--- Supplied text ---
In the fall of 2016, Fanny Reyre-Ménard, a French luthier and vice president of an association of French musical-instrument makers, got some unexpected and unwelcome news. A hemisphere away, in Johannesburg, South Africa, delegates from 182 countries and the European Union had met at the Conference of Parties to the Convention on International Trade in Endangered Species of Wild Flora and Fauna (CITES). One of the Conference’s decisions was to list the plant genus Dalbergia, more commonly known as rosewood, as a “species not necessarily threatened with extinction, but in which trade must be controlled in order to avoid utilization incompatible with their survival.” Dalbergia made the list because rosewood species have been decimated to feed the demand that has exploded in China in recent years for the intricately carved furniture known as “hongmu” (red wood). Despite existing regulations, rampant illegal logging and trafficking continued, and when one source of the wood was exhausted, another was exploited. In response, CITES parties took the unusual step of listing the entire Dalbergia genus, including “all parts and derivatives,” not just raw materials. Suddenly, musical instruments containing even small amounts of non-threatened rosewood were subject to a complex system of permitting when brought across international borders.

--- Supplied data ---
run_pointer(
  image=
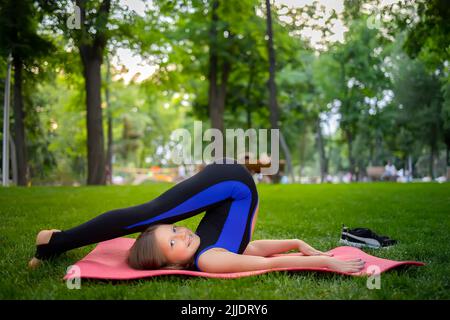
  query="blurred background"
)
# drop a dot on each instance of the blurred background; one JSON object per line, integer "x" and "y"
{"x": 92, "y": 90}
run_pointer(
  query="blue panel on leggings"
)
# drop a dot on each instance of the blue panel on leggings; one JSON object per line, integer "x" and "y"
{"x": 216, "y": 193}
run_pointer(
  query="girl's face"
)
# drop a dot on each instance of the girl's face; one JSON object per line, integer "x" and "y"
{"x": 178, "y": 244}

--- Given instruction 1 ---
In the passage on rosewood, what kind of goods drove the demand in China that wiped out rosewood species?
--- Given instruction 2 ---
Pick up the account of the rosewood trade listing right after its last sentence and keep writing.

--- Answer 1 ---
Intricately carved furniture known as "hongmu" (red wood).

--- Answer 2 ---
The CITES news unfolded even as music stakeholders, including the League of American Orchestras, were onsite while the treaty negotiations were progressing. The League and partner organizations were working to secure policy changes that improved the treatment of musical instruments when musicians travel for performances. Many musicians and orchestras support conservation, and organizations like the League have been deeply engaged with environmental policy and its impact on musicians for years. But no one had expected the listing to pass in this draconian form, and Annotation #15, which set out the conditions of the listing that included a limited exemption for some musical instruments, was worded ambiguously and subject to conflicting interpretations.
“It was like an atomic bomb,” says Reyre-Ménard. “It was a huge number of permits, and the management authorities in the different countries were not able to handle it. It was very new and complicated. People didn’t know what to do. Many papers were not done properly. We have stories on instruments sent from one country, and then sent back again, because the papers were not correct.” Trade plummeted.
The broadness of the listing presented challenges to musicians and musical-instrument makers. Violins and other string instruments use small quantities of Indian rosewood (dalbergia latifolia) for pegs. High-quality clarinets and oboes are made from a dark-colored rosewood, dalbergia melanoxylon, commonly called grenadilla, that grows in Tanzania and Mozambique; other instruments that may contain rosewood or bubinga, another species listed, are guitars, xylophones, marimbas, and pianos. Neither of these dalbergia species is currently threatened in the way those used for Chinese hongmu furniture are, and the amount of wood used in making instruments is tiny by comparison with that used by the furniture industry. A 2012 report said that the use of dalbergia melanoxylon for all musical instrument manufacture was stable at 255 cubic meters per year; U.K. luthier Peter Beare estimates that all the artisan members of the International Association of Violin and Bow Makers combined use less than one cubic meter of Indian rosewood per year—about 4,900 sets of pegs, since one set of pegs requires 185 cubic centimeters of rosewood. In contrast, some estimates state that in 2014, China imported nearly 2 million cubic meters of hongmu red wood logs.
The League of American Orchestras, which has been deeply engaged with environmental policy and its impact on musicians, worked to coordinate the response from the music industry to the new regulations.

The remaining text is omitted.